_TEXT BLOCK_
------------

He was a man who relied on a sort of national nostalgia; he often spoke of how things once were (or, perhaps more accurately, how he would have had us believe they once were), evoking a simpler, more innocent time that never really existed. The stories he shared in an effort to embed those memories in our collective consciousness often as not were pure fabrications. But Ronald Reagan never let such details prevent him from weaving his web of assurance and inspiration, and the greater majority of Americans readily followed him down the primrose path.
And yet, claims Edmund Morris in his controversial new biography, DUTCH: A MEMOIR OF RONALD REAGAN, Reagan was "unjustly acccused of living in the past. Few Presidents have been as forward-looking."
And that's just one of many contradictions Morris offers us. Although Reagan went years without uttering the word AIDS and even suggested, in 1987, that the virus was a plague brought against sodomizers by an angry God, Morris insists that he was adamantly opposed to discrimination against homosexuals. And though he was beloved by the Christian Right, Reagan was neither a successful family man nor a particularly devoted churchgoer. In the 1950s, he was so active sexually that Morris claims he once woke up beside a young woman he was unable to evenidentify— hardly the lovable, old-fashioned grandfatherly figure he was thought to be by many, if not most, Americans.

------------

_Image point grounding data_
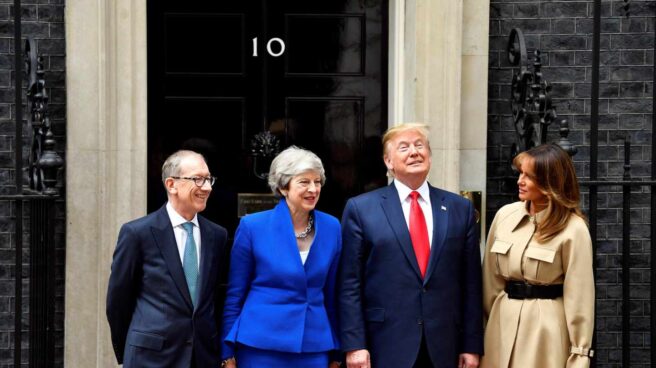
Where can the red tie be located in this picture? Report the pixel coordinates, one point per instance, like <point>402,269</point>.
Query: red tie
<point>419,233</point>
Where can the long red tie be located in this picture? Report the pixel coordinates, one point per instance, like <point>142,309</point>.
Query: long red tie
<point>419,233</point>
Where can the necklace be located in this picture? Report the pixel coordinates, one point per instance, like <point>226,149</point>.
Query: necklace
<point>303,234</point>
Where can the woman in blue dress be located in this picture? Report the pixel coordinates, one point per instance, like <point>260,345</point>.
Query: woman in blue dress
<point>280,303</point>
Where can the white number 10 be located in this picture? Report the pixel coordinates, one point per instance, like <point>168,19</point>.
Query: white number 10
<point>280,42</point>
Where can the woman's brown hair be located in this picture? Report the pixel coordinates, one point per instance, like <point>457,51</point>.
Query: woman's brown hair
<point>556,178</point>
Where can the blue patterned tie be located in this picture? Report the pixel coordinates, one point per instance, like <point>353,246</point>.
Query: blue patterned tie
<point>190,261</point>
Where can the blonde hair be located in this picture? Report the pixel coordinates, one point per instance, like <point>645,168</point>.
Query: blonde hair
<point>392,132</point>
<point>555,177</point>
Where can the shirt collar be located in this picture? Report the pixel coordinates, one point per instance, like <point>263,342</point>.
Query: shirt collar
<point>517,218</point>
<point>404,190</point>
<point>176,219</point>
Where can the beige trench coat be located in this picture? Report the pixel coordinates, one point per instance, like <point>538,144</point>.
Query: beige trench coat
<point>537,333</point>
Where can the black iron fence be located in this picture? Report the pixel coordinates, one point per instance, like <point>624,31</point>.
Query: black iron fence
<point>34,198</point>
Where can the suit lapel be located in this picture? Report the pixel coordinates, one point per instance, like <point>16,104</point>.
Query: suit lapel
<point>440,225</point>
<point>394,213</point>
<point>165,240</point>
<point>207,251</point>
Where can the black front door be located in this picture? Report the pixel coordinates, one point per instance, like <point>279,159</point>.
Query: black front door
<point>218,76</point>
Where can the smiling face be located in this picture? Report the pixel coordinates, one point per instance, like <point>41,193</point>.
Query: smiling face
<point>302,193</point>
<point>408,157</point>
<point>527,183</point>
<point>185,196</point>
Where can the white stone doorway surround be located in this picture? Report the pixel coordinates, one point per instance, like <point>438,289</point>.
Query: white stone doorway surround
<point>438,75</point>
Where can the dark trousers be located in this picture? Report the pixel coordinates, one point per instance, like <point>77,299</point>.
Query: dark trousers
<point>423,358</point>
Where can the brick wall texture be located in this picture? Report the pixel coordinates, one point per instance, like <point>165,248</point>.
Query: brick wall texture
<point>562,31</point>
<point>44,21</point>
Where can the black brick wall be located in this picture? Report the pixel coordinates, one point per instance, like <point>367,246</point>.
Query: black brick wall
<point>43,20</point>
<point>562,31</point>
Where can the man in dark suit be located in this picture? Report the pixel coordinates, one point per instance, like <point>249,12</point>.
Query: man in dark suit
<point>410,275</point>
<point>161,299</point>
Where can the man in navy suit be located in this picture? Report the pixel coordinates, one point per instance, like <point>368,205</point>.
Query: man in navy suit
<point>410,275</point>
<point>162,294</point>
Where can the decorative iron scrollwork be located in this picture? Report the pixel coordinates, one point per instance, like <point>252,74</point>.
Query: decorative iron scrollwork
<point>264,147</point>
<point>530,98</point>
<point>44,162</point>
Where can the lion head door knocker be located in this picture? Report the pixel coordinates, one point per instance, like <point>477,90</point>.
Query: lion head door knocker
<point>264,147</point>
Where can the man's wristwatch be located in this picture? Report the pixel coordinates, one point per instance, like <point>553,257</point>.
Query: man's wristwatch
<point>226,361</point>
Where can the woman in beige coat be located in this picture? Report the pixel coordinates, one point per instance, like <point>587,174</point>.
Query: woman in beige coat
<point>538,287</point>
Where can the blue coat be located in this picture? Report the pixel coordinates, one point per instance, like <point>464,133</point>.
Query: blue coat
<point>274,302</point>
<point>385,306</point>
<point>151,317</point>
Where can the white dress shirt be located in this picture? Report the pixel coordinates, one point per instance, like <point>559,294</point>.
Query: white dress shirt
<point>181,233</point>
<point>424,202</point>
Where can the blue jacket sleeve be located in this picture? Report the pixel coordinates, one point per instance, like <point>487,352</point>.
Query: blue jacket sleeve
<point>350,279</point>
<point>239,280</point>
<point>330,292</point>
<point>123,287</point>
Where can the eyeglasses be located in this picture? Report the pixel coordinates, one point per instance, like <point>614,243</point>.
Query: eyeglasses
<point>198,180</point>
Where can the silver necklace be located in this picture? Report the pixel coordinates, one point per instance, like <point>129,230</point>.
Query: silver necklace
<point>303,234</point>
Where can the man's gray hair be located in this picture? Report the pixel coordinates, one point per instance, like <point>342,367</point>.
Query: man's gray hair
<point>171,166</point>
<point>292,162</point>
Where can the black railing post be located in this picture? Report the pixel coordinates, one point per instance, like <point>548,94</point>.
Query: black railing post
<point>18,148</point>
<point>652,251</point>
<point>626,255</point>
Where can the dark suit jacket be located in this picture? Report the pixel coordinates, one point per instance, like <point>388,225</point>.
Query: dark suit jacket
<point>385,306</point>
<point>151,317</point>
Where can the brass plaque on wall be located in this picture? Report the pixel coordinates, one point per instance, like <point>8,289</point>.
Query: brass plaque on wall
<point>254,202</point>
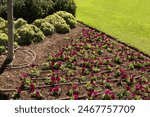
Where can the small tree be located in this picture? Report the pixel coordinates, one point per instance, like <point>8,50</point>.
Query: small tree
<point>10,31</point>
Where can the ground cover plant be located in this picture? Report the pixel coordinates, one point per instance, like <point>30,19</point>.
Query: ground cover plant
<point>126,20</point>
<point>90,66</point>
<point>26,34</point>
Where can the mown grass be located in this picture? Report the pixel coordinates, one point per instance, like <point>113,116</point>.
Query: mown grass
<point>126,20</point>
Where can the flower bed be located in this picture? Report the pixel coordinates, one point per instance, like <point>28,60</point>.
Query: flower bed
<point>90,66</point>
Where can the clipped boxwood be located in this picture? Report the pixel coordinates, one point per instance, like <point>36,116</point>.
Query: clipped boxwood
<point>20,22</point>
<point>3,39</point>
<point>68,17</point>
<point>65,5</point>
<point>44,26</point>
<point>28,34</point>
<point>59,23</point>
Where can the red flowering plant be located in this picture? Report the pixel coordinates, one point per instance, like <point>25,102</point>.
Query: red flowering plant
<point>17,94</point>
<point>55,91</point>
<point>37,95</point>
<point>92,95</point>
<point>74,91</point>
<point>90,85</point>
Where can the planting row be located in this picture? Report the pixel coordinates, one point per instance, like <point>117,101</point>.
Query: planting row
<point>90,66</point>
<point>25,34</point>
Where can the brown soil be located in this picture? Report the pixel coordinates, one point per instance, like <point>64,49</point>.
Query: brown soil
<point>8,78</point>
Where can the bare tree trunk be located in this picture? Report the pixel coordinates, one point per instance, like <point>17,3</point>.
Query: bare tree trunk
<point>10,30</point>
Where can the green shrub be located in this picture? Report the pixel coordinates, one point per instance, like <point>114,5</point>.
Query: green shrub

------------

_EXERCISE REQUIREMENTS_
- a) According to the Reagan biography review, why was Reagan in the 1950s hardly the old-fashioned grandfatherly figure many Americans took him to be?
- b) Do these statements agree with the Reagan biography review? (i) Morris's biography is titled DUTCH: A MEMOIR OF RONALD REAGAN. (ii) Reagan was a devoted churchgoer. (iii) Morris says Reagan supported discrimination against homosexuals. Answer each with yes or no and quote the deciding words.
- c) Carry on the review of the Reagan biography from the point where it stops.

_EXERCISE RESULTS_
- a) In the 1950s he was so sexually active that, Morris claims, he once woke up beside a young woman he could not identify.

- b)
(i) Yes: "his controversial new biography, DUTCH: A MEMOIR OF RONALD REAGAN"
(ii) No: "Reagan was neither a successful family man nor a particularly devoted churchgoer"
(iii) No: "Morris insists that he was adamantly opposed to discrimination against homosexuals"

- c)
And yet, despite these and many other inconsistencies, Morris is of the opinion that Reagan was a great president, that he restored America's sense of national pride, that he brought about the collapse of the Eastern bloc and the Soviet Union, in particular.
So readers of every political disposition will find much to agree and disagree with, but it is not the book's evenhandedness, or lack thereof, that is sparking controversy. Rather it is Morris's decision to insert into his telling of Reagan's story a fictional character who is present for and narrates the book's action. It's an unorthodox approach that blurs the line between the once clearly delineated genres of biography and fiction.
DUTCH is a book that will likely inspire discussion and debate for weeks and even months, but its greatest impact may well be on the very art of biography itself.